#### Provided passage
----
Mixed pixel analysis for flood mapping using extended support vector machine

This paper addresses the challenges of flood mapping using multispectral images. Quantitative flood mapping is critical for flood damage assessment and management. Remote sensing images obtained from various satellite or airborne sensors provide valuable data for this application, from which the information on the extent of flood can be extracted. However the great challenge involved in the data interpretation is to achieve more reliable flood extent mapping including both the fully inundated areas and the 'wet' areas where trees and houses are partly covered by water. This is a typical combined pure pixel and mixed pixel problem. In this paper, an extended Support Vector Machines method for spectral unmixing developed recently has been applied to generate an integrated map showing both pure pixels (fully inundated areas) and mixed pixels (trees and houses partly covered by water). The outputs were compared with the conventional mean based linear spectral mixture model, and better performance was demonstrated with a subset of Landsat ETM+ data recorded at the Daly River Basin, NT, Australia, on 3rd March, 2008, after a flood event.
----
#### Raw data
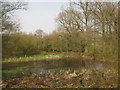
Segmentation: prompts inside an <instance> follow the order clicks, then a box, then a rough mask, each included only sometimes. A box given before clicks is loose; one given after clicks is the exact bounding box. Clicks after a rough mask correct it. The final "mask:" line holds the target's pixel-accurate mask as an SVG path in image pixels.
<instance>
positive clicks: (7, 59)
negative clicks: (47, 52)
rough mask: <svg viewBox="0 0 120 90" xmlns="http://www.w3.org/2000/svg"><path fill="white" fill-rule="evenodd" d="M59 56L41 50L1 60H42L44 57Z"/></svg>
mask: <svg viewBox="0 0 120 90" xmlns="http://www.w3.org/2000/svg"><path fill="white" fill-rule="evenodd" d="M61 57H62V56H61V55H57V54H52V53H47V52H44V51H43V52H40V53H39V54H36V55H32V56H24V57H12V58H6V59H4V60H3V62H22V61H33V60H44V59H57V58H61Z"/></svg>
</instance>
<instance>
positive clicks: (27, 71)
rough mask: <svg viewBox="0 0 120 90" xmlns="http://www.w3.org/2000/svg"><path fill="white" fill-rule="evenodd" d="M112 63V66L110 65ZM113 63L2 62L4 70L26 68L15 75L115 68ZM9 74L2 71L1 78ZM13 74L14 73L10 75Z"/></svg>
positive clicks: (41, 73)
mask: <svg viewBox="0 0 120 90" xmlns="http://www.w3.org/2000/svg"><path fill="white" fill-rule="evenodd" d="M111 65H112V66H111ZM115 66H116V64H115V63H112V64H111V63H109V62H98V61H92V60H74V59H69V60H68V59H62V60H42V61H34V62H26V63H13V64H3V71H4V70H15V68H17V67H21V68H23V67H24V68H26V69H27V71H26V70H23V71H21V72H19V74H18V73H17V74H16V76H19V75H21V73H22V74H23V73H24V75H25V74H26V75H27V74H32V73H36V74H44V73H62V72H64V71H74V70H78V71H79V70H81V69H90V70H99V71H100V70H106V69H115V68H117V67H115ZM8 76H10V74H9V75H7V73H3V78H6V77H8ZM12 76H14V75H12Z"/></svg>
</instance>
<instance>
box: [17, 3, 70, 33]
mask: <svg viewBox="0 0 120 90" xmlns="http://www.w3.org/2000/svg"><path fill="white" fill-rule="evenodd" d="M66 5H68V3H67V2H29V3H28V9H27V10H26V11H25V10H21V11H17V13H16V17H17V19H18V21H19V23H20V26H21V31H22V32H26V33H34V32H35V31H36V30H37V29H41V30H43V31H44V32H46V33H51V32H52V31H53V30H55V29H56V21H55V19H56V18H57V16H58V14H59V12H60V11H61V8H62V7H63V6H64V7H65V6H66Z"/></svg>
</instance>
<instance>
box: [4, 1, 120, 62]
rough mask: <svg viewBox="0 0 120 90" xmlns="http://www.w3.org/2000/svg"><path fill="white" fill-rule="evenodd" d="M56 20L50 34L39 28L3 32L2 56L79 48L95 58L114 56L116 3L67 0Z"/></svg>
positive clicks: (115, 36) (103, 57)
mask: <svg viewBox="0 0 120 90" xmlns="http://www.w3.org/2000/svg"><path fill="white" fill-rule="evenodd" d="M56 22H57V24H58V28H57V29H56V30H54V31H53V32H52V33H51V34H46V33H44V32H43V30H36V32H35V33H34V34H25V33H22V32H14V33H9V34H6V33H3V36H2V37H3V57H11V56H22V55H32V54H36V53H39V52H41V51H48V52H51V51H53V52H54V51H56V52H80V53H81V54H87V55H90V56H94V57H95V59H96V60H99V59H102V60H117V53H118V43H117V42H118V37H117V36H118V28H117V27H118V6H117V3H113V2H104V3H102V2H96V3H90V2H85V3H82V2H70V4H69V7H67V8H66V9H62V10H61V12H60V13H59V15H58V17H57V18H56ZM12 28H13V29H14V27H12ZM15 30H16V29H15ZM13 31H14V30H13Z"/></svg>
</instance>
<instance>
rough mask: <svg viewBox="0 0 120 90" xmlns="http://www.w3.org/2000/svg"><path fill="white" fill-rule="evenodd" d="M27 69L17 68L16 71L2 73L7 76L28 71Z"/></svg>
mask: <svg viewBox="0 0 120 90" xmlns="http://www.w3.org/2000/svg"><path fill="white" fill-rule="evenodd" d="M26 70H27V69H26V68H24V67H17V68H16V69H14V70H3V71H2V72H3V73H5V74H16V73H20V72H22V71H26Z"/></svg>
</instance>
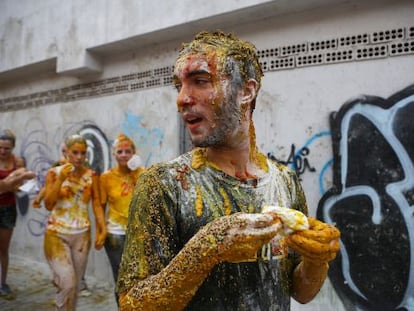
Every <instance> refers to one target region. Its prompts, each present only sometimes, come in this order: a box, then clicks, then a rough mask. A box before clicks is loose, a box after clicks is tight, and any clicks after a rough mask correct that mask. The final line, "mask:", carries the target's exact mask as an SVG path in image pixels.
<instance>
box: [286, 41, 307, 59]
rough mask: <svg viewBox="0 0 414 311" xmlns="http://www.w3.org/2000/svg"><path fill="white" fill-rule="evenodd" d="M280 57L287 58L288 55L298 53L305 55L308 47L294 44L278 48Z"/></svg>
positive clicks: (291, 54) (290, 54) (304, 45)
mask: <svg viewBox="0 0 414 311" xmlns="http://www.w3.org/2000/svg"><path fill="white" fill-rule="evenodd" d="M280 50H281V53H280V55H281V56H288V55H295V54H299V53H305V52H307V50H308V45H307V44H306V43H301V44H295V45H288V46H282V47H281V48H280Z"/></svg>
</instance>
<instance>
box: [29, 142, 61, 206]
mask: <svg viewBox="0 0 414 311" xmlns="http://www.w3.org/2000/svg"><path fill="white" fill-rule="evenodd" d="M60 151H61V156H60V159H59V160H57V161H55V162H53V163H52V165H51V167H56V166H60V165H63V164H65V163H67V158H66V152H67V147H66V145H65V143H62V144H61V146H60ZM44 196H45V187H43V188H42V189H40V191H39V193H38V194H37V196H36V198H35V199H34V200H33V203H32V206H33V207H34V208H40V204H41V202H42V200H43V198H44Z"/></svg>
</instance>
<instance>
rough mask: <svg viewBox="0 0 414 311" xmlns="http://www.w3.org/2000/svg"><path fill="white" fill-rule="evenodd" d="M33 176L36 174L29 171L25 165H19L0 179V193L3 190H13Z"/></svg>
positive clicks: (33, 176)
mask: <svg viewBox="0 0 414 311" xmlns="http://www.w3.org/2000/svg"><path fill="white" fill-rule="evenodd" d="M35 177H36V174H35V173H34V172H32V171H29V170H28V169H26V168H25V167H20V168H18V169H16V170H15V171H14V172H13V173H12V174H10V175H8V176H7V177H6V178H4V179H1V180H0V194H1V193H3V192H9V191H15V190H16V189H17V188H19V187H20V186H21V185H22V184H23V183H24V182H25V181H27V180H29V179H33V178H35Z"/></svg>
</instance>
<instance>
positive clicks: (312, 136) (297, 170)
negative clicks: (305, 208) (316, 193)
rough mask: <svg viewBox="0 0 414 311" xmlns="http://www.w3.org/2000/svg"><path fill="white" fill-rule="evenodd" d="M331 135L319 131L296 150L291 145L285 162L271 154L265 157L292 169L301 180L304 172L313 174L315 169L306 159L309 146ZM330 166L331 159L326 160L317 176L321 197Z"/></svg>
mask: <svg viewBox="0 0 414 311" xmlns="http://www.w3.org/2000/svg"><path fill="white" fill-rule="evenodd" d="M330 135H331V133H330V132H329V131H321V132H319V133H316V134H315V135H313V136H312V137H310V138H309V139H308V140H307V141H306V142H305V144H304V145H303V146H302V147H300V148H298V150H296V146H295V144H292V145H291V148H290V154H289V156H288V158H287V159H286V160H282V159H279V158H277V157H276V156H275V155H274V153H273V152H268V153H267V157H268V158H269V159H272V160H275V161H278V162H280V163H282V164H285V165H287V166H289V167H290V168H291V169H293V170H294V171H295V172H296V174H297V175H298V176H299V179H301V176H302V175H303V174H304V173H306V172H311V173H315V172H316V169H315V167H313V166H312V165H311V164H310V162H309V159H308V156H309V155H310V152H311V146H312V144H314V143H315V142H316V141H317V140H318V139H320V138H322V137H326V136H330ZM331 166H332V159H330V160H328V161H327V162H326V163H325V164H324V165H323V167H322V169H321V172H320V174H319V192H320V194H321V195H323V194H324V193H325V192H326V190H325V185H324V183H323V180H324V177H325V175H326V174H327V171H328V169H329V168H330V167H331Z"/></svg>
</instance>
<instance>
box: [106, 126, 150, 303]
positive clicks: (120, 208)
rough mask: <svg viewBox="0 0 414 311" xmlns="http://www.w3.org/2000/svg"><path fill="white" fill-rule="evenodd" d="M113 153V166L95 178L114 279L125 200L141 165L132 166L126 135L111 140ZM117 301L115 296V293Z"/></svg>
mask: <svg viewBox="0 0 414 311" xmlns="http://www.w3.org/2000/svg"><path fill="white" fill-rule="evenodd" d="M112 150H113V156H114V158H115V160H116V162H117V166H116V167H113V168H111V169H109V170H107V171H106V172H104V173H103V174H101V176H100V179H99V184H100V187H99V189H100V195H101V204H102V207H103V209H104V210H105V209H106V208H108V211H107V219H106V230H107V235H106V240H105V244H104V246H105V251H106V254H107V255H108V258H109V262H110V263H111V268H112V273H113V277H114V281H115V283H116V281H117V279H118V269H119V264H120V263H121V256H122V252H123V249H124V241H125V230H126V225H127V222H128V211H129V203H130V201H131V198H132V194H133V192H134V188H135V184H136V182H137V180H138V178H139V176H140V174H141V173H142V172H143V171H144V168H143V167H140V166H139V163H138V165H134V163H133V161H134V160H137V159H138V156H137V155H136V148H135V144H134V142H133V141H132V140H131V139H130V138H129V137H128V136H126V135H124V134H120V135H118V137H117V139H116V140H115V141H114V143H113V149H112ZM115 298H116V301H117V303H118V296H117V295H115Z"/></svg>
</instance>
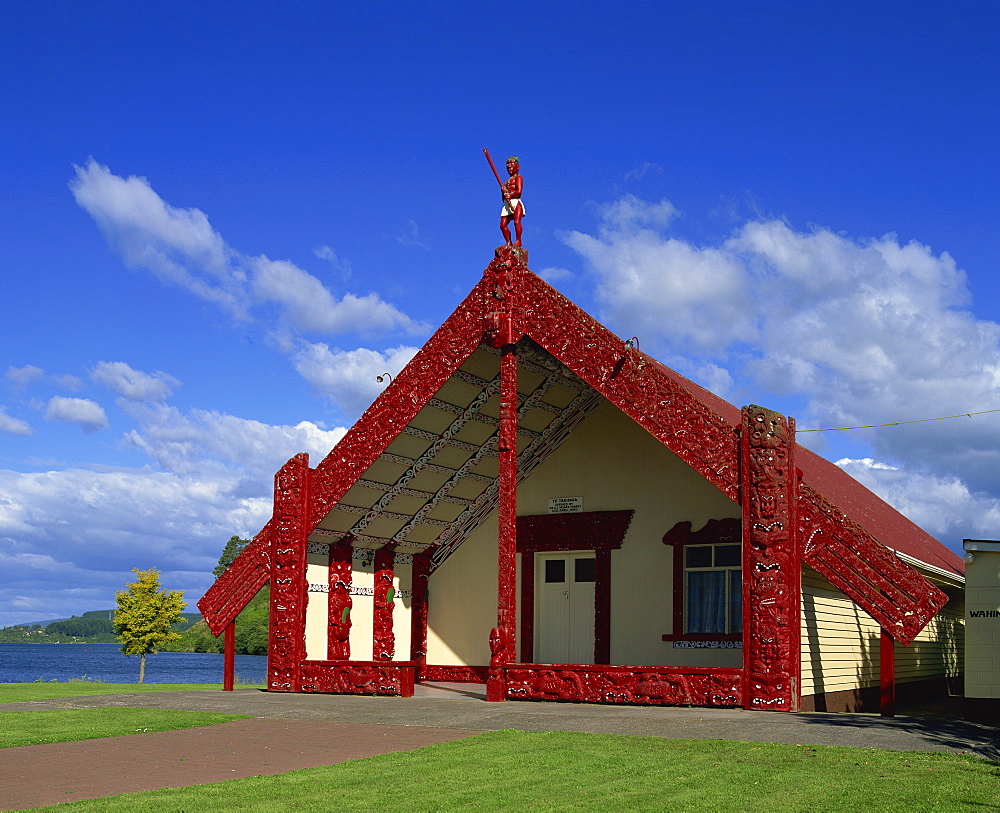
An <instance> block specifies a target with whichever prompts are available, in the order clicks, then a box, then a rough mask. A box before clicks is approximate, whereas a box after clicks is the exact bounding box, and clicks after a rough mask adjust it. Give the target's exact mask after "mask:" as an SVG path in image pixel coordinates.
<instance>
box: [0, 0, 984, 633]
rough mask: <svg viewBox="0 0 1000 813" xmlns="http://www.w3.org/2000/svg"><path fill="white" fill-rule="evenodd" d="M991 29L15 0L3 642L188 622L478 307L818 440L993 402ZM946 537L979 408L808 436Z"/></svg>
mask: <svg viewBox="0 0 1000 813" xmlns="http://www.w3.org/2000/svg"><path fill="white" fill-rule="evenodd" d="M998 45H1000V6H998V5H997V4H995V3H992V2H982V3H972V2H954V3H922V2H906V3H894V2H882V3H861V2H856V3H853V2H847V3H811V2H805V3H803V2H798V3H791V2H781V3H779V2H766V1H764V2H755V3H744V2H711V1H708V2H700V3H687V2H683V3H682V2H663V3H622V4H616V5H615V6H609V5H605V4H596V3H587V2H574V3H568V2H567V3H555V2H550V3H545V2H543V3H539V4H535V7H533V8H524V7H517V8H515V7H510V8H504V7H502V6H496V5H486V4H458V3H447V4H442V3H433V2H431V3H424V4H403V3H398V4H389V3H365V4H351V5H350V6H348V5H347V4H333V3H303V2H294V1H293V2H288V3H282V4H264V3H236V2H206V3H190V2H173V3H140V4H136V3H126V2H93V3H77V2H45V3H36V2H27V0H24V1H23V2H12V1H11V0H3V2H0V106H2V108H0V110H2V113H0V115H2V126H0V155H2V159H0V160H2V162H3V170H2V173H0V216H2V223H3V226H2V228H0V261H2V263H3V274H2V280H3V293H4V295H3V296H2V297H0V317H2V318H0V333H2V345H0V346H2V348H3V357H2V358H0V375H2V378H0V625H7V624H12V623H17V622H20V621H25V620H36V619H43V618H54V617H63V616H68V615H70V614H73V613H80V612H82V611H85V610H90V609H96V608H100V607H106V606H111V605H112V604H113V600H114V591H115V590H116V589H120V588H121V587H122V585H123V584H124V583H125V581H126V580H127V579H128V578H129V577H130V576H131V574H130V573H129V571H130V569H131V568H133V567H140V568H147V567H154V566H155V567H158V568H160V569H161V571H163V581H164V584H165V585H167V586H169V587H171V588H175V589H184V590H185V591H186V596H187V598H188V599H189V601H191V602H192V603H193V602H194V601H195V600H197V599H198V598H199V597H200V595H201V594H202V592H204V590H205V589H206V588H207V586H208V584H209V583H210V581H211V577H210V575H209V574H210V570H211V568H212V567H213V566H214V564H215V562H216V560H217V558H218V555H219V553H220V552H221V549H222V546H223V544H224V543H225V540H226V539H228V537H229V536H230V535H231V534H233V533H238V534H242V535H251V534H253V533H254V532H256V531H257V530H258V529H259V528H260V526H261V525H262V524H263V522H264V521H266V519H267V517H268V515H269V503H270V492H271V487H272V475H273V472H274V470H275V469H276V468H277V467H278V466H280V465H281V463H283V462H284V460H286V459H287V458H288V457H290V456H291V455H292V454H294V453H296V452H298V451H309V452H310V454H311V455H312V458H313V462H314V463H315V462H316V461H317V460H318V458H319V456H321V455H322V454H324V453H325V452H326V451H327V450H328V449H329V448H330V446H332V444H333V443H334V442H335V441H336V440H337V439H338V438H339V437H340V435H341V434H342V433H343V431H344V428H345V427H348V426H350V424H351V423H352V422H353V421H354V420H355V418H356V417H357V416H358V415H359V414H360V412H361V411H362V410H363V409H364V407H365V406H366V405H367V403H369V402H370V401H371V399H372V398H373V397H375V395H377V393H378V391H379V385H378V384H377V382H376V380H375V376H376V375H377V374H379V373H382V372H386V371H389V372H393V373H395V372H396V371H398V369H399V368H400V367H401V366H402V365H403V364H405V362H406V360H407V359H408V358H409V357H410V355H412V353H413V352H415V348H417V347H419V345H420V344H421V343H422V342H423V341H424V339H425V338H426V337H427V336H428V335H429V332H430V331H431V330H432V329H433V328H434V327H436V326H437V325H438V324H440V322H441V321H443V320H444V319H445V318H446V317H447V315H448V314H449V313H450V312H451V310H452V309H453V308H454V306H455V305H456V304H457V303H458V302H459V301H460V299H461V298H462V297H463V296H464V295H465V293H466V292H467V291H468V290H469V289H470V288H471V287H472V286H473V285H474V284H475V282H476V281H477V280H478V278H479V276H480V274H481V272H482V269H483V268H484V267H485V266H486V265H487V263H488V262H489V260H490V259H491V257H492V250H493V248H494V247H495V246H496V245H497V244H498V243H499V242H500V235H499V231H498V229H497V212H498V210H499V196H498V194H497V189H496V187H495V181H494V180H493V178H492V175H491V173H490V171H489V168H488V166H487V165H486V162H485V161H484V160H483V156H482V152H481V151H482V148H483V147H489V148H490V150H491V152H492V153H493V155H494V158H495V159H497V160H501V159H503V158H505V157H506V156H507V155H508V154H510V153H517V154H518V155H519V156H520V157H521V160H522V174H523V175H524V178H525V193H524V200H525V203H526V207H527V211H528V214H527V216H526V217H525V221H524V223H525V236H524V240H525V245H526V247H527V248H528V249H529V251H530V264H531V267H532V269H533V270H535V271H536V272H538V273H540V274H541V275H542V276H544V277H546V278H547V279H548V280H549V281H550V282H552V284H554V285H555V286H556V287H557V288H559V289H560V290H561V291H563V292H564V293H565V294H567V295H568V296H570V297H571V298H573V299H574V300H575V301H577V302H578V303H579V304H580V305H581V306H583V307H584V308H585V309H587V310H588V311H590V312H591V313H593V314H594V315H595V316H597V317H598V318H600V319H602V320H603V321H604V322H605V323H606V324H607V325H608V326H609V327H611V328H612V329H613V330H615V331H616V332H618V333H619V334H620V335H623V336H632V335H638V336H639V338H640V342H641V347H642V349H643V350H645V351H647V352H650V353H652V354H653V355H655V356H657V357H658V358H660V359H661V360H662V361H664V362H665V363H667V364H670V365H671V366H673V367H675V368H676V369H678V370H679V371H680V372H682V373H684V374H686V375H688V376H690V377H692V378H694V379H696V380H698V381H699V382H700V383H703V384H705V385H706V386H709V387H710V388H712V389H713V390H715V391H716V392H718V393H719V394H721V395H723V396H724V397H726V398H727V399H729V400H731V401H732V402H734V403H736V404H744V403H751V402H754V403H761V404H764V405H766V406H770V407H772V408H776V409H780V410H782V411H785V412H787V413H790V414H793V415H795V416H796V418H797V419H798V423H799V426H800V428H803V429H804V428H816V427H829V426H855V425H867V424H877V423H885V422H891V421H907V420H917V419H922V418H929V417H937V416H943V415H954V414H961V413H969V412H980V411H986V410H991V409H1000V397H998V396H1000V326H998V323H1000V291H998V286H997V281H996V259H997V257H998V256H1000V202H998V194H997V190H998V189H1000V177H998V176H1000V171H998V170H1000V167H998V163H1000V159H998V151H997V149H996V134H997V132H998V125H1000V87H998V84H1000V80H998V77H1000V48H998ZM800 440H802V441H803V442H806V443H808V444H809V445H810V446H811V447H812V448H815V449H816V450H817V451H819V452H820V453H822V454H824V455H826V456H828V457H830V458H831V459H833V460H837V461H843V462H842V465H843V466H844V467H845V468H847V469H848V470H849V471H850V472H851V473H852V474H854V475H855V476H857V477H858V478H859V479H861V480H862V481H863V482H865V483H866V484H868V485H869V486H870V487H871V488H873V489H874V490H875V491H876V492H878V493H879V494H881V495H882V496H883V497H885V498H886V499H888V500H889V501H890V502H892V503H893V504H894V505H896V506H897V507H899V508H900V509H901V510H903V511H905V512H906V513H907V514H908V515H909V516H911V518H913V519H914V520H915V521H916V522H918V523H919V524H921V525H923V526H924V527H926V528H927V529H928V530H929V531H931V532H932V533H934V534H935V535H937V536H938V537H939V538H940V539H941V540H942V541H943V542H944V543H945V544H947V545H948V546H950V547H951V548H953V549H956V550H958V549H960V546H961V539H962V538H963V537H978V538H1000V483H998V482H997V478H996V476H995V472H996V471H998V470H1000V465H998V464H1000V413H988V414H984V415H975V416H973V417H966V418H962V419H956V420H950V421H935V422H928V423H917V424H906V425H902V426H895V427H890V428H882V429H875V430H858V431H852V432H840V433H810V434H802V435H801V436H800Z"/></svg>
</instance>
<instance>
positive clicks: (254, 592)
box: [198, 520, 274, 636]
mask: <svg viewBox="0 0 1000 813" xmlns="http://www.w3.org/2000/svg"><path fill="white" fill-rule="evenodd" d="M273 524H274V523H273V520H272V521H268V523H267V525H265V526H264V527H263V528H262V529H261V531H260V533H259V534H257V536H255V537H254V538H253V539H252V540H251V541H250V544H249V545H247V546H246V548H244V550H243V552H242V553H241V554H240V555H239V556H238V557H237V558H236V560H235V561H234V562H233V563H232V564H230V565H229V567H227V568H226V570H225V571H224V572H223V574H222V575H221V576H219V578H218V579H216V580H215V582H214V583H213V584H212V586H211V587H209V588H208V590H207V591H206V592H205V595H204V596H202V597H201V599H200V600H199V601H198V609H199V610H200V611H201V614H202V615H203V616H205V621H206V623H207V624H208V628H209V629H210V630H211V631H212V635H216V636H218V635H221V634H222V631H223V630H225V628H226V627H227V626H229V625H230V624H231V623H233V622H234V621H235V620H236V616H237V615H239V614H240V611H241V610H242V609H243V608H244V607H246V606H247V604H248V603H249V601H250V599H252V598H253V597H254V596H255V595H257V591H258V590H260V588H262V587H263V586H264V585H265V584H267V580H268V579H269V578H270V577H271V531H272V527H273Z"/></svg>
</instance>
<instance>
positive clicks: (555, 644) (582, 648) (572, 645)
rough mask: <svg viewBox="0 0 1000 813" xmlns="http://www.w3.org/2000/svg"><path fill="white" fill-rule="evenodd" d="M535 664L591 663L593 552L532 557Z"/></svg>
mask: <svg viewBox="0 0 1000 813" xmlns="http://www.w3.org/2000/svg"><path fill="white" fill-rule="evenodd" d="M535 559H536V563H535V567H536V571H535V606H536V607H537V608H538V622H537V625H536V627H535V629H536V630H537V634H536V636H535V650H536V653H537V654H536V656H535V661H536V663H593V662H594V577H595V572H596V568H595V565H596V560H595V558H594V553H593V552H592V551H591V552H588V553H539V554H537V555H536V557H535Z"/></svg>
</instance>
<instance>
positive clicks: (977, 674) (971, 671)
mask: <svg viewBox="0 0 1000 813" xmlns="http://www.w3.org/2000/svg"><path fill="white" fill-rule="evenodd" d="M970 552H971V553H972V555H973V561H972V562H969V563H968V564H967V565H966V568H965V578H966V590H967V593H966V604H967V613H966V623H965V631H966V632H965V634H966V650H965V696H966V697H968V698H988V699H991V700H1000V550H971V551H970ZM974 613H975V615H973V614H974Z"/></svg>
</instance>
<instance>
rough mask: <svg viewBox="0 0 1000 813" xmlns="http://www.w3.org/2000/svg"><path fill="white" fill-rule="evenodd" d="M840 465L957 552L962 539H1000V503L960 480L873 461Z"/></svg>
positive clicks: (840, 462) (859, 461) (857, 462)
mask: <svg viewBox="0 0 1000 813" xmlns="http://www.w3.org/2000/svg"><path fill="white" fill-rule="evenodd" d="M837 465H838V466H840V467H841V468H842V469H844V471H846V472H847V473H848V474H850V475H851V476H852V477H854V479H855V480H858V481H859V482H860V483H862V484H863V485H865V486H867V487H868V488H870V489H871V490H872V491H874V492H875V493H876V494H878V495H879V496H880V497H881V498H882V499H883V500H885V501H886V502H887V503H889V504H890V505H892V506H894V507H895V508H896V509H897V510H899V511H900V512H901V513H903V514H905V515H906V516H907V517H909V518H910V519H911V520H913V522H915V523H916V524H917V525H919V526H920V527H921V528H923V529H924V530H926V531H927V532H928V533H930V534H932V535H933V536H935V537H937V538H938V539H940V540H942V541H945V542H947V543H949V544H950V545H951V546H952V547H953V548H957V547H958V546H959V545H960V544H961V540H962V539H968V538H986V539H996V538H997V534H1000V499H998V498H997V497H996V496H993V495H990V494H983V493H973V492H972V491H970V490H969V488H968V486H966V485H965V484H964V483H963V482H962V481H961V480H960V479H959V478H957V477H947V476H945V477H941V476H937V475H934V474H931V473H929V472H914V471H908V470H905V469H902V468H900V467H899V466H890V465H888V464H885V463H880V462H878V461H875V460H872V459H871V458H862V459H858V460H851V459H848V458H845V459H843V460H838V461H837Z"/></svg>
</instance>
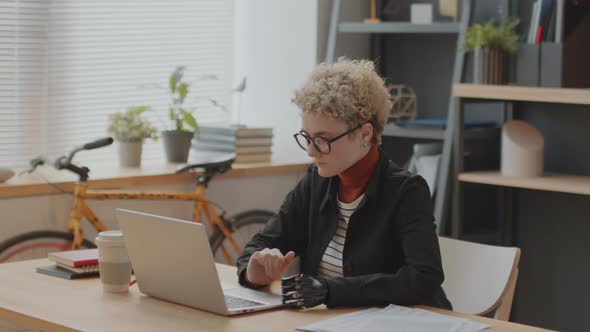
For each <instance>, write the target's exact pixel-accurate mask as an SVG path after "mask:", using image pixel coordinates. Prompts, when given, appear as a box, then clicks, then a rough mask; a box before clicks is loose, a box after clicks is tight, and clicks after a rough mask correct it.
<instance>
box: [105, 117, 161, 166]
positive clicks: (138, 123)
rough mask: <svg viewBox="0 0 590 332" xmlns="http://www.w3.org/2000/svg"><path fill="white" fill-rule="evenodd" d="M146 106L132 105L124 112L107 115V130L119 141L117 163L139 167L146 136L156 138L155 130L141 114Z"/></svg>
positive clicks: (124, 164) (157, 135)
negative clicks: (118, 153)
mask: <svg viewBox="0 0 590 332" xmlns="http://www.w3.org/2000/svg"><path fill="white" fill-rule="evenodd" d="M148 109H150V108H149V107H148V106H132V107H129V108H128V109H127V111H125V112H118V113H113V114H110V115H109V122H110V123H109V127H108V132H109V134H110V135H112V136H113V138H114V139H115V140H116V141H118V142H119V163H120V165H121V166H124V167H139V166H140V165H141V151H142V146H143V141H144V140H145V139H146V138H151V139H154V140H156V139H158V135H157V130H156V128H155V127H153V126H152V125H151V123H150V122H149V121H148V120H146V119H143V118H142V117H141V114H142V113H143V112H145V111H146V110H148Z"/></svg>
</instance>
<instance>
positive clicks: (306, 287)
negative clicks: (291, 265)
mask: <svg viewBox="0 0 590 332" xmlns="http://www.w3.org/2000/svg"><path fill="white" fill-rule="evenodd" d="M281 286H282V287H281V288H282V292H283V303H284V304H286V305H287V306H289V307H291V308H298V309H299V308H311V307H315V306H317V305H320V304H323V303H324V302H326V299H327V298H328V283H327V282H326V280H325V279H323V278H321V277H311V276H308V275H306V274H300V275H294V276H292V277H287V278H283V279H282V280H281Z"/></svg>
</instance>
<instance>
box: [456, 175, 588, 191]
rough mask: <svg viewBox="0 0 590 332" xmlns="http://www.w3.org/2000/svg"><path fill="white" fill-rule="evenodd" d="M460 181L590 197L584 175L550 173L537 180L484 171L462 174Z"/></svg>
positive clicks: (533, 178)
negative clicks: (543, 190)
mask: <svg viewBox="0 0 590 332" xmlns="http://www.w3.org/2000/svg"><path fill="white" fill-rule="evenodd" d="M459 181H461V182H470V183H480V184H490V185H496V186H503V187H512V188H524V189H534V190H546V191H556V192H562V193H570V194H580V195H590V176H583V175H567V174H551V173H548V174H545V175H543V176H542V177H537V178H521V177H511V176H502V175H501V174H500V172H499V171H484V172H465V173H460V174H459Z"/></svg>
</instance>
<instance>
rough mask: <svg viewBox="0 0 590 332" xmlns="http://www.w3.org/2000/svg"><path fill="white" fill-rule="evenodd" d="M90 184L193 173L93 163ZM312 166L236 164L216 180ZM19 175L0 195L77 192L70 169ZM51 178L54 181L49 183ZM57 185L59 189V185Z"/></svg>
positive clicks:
----
#### Exercise aim
Quote the whole flood mapping abstract word for word. The listing has no connection to the abstract on flood mapping.

#### Your response
Mixed pixel analysis for flood mapping using extended support vector machine

This paper addresses the challenges of flood mapping using multispectral images. Quantitative flood mapping is critical for flood damage assessment and management. Remote sensing images obtained from various satellite or airborne sensors provide valuable data for this application, from which the information on the extent of flood can be extracted. However the great challenge involved in the data interpretation is to achieve more reliable flood extent mapping including both the fully inundated areas and the 'wet' areas where trees and houses are partly covered by water. This is a typical combined pure pixel and mixed pixel problem. In this paper, an extended Support Vector Machines method for spectral unmixing developed recently has been applied to generate an integrated map showing both pure pixels (fully inundated areas) and mixed pixels (trees and houses partly covered by water). The outputs were compared with the conventional mean based linear spectral mixture model, and better performance was demonstrated with a subset of Landsat ETM+ data recorded at the Daly River Basin, NT, Australia, on 3rd March, 2008, after a flood event.